→ INPUT
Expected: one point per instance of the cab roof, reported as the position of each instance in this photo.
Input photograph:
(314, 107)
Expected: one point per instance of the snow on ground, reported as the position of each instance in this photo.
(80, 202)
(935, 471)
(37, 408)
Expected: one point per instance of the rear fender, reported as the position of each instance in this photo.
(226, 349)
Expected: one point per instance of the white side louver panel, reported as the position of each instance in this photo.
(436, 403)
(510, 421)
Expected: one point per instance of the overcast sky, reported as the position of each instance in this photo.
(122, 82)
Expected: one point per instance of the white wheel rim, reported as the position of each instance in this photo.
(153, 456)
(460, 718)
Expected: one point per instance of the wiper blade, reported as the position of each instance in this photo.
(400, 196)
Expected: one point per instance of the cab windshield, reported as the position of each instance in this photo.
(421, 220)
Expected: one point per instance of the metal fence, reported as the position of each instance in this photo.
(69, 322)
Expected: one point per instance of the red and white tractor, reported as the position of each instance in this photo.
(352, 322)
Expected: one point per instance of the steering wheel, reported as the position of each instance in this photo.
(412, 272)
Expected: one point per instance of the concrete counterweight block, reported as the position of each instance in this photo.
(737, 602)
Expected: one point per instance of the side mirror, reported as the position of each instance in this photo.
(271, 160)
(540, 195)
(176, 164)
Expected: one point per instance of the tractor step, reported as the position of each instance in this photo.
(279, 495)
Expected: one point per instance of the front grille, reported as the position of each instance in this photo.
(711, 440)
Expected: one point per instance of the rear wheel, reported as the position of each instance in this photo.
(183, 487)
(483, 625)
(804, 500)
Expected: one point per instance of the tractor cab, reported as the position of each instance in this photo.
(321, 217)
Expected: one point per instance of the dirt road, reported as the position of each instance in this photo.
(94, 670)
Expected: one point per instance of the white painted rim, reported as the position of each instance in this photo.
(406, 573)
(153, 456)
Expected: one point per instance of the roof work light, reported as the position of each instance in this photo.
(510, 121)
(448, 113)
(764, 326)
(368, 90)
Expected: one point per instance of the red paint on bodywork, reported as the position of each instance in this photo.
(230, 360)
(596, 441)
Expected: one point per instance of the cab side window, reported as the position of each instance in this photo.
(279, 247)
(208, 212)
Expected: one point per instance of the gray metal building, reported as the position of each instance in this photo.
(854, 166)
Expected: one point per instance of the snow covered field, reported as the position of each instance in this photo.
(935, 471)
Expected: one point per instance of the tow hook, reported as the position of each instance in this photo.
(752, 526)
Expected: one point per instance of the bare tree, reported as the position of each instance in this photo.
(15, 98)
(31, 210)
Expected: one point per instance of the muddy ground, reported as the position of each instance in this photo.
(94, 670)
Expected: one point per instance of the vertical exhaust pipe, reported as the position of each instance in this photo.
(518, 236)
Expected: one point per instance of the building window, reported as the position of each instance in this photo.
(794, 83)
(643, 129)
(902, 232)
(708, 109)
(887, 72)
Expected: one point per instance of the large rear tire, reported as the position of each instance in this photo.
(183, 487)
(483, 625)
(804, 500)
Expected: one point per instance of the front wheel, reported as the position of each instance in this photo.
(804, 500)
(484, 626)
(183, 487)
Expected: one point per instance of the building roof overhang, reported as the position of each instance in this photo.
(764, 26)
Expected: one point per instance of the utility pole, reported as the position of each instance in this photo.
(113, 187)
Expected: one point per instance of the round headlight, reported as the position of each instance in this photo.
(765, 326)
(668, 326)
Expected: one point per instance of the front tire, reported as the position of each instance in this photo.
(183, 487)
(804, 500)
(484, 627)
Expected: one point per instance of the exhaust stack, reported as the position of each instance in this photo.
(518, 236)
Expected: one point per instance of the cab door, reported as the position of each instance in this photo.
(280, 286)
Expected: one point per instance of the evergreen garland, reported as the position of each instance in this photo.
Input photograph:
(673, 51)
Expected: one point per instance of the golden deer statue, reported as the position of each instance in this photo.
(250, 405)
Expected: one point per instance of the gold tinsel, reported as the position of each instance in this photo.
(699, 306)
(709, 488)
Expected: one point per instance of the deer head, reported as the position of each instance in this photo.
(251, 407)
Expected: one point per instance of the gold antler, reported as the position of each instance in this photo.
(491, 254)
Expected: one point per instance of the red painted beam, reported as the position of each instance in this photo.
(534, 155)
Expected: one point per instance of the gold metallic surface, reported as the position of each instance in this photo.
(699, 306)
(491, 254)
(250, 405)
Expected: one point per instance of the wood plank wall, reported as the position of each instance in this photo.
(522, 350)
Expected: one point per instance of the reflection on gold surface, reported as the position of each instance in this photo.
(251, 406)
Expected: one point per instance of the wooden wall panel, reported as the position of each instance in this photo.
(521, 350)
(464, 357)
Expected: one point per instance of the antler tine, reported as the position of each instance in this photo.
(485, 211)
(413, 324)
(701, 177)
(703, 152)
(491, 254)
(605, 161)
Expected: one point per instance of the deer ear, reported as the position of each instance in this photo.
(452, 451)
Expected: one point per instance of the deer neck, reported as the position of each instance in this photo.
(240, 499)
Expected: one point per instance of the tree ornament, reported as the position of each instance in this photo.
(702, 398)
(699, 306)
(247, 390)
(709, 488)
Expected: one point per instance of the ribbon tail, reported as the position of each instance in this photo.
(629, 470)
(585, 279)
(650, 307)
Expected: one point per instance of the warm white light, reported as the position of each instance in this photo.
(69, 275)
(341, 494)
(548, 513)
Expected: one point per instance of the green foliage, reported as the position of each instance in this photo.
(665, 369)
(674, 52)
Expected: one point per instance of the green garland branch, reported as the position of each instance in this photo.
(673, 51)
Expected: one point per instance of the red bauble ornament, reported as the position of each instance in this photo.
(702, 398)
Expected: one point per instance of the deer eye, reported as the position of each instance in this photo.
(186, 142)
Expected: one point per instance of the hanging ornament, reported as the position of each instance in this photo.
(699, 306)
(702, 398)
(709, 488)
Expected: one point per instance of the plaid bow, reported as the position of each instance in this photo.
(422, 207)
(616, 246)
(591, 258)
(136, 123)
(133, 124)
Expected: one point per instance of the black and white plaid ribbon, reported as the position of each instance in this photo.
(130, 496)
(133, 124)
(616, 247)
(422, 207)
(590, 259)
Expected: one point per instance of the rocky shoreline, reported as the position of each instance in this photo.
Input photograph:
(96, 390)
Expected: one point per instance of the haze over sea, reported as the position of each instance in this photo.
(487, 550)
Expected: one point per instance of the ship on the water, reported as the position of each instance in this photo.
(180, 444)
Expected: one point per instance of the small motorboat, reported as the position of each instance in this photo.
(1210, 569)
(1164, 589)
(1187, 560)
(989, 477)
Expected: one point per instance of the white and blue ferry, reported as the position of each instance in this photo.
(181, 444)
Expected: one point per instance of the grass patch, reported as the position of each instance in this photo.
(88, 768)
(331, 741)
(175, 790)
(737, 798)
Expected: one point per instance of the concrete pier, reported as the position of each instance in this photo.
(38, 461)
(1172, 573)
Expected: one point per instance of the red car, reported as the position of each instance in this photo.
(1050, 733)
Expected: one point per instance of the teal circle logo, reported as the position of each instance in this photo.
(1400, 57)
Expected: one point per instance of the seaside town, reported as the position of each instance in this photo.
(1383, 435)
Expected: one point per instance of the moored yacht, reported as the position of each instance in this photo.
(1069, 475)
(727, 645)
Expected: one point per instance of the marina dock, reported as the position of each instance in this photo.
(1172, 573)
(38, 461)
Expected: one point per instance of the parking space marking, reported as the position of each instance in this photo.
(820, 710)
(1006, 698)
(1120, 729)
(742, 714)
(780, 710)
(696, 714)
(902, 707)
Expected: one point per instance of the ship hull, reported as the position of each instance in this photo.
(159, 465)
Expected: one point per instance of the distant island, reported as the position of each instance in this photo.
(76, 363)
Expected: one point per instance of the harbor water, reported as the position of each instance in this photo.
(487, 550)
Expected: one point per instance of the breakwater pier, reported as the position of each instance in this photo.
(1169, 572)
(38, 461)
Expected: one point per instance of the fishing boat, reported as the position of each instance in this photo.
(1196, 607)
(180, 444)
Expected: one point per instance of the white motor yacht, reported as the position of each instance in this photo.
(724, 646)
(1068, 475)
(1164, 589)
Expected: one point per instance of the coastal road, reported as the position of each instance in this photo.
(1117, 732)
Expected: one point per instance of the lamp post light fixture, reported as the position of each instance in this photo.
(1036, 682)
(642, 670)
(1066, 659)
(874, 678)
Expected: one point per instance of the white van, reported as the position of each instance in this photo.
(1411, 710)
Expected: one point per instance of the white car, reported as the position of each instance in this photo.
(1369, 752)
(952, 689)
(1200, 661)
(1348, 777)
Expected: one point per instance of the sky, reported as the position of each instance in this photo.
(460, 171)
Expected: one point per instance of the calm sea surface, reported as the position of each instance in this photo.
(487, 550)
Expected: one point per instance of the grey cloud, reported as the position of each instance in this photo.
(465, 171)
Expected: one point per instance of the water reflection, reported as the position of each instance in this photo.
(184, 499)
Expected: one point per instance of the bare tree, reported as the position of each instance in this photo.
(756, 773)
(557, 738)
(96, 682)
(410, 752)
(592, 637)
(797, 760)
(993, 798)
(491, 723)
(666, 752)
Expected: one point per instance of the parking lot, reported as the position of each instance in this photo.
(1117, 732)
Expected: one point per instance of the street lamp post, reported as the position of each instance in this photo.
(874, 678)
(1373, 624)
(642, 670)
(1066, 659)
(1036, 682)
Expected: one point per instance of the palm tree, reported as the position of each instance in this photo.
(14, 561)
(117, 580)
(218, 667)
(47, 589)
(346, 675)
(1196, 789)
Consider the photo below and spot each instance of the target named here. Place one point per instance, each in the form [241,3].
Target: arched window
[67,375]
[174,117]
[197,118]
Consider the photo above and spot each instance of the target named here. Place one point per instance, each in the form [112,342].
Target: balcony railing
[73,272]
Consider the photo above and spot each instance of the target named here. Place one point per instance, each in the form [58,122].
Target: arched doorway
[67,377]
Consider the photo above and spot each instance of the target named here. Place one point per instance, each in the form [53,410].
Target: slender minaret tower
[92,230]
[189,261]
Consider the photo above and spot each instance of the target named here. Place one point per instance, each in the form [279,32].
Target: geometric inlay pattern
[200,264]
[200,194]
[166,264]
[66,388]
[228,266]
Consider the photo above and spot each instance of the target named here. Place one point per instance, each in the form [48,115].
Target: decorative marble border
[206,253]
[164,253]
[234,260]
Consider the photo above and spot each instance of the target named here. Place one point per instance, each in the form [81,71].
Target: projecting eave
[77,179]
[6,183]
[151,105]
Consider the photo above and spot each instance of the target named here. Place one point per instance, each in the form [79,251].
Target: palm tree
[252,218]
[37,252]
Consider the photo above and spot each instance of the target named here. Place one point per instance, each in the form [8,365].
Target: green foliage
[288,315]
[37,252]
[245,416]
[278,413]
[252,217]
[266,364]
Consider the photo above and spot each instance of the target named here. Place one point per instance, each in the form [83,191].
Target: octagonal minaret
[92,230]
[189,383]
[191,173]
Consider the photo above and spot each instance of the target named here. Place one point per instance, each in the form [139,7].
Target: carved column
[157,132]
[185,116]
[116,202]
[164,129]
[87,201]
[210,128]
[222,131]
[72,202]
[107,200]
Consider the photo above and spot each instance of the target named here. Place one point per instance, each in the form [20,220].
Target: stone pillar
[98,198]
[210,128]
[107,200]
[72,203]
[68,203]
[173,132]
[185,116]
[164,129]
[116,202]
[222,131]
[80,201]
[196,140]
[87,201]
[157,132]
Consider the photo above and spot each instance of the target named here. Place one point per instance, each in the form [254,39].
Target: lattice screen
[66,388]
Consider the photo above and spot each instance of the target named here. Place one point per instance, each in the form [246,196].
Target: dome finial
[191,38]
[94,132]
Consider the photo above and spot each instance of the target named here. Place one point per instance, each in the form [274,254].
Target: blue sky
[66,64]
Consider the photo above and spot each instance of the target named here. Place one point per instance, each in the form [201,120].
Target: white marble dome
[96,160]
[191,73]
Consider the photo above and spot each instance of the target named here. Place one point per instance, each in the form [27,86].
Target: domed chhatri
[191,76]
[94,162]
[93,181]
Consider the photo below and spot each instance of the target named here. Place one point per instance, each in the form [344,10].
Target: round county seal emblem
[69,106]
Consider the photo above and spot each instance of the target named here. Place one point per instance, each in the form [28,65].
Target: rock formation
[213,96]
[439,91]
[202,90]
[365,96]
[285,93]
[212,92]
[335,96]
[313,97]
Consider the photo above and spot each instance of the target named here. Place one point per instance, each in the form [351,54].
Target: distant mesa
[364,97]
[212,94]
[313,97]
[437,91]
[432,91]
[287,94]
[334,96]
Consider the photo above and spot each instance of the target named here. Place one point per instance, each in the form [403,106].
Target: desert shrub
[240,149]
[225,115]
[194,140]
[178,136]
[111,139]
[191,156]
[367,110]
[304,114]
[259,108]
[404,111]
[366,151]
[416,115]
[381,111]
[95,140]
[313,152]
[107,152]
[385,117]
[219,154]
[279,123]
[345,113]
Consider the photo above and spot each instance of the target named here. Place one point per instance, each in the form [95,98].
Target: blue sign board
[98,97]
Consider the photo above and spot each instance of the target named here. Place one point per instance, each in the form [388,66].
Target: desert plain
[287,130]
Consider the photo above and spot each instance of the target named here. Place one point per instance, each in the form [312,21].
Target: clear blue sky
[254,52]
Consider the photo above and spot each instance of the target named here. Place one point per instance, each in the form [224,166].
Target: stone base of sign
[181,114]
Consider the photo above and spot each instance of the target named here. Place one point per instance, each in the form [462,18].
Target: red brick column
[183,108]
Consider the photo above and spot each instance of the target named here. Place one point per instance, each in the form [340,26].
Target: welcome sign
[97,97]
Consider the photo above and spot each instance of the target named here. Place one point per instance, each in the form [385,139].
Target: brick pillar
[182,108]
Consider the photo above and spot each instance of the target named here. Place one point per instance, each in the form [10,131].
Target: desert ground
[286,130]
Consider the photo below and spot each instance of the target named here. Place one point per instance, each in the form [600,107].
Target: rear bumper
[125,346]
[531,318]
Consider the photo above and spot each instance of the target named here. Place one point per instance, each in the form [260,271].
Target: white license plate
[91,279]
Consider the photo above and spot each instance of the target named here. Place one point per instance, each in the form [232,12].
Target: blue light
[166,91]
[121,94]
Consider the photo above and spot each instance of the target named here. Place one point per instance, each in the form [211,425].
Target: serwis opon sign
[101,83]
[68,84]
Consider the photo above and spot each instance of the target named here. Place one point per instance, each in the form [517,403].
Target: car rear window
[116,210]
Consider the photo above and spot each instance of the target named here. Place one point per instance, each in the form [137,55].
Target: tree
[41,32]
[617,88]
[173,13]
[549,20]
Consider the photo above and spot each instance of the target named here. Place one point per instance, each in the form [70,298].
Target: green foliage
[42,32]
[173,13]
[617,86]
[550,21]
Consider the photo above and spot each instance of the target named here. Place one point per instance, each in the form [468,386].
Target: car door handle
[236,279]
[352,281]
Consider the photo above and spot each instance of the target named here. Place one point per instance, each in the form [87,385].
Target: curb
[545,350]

→ WHAT NEEDS TO BE DONE
Only the lines from the one containing "the form [468,386]." through the last line of the material belong in your answer; output them exactly.

→ ANSWER TO THE PROBLEM
Consider the photo above and spot each instance of the target named here. Place one point per instance, each in the form [468,386].
Target: car door handle
[236,279]
[352,281]
Consider the photo above and spot each instance of the target named here. Place one point per instance, each in the form [87,385].
Target: curb
[545,350]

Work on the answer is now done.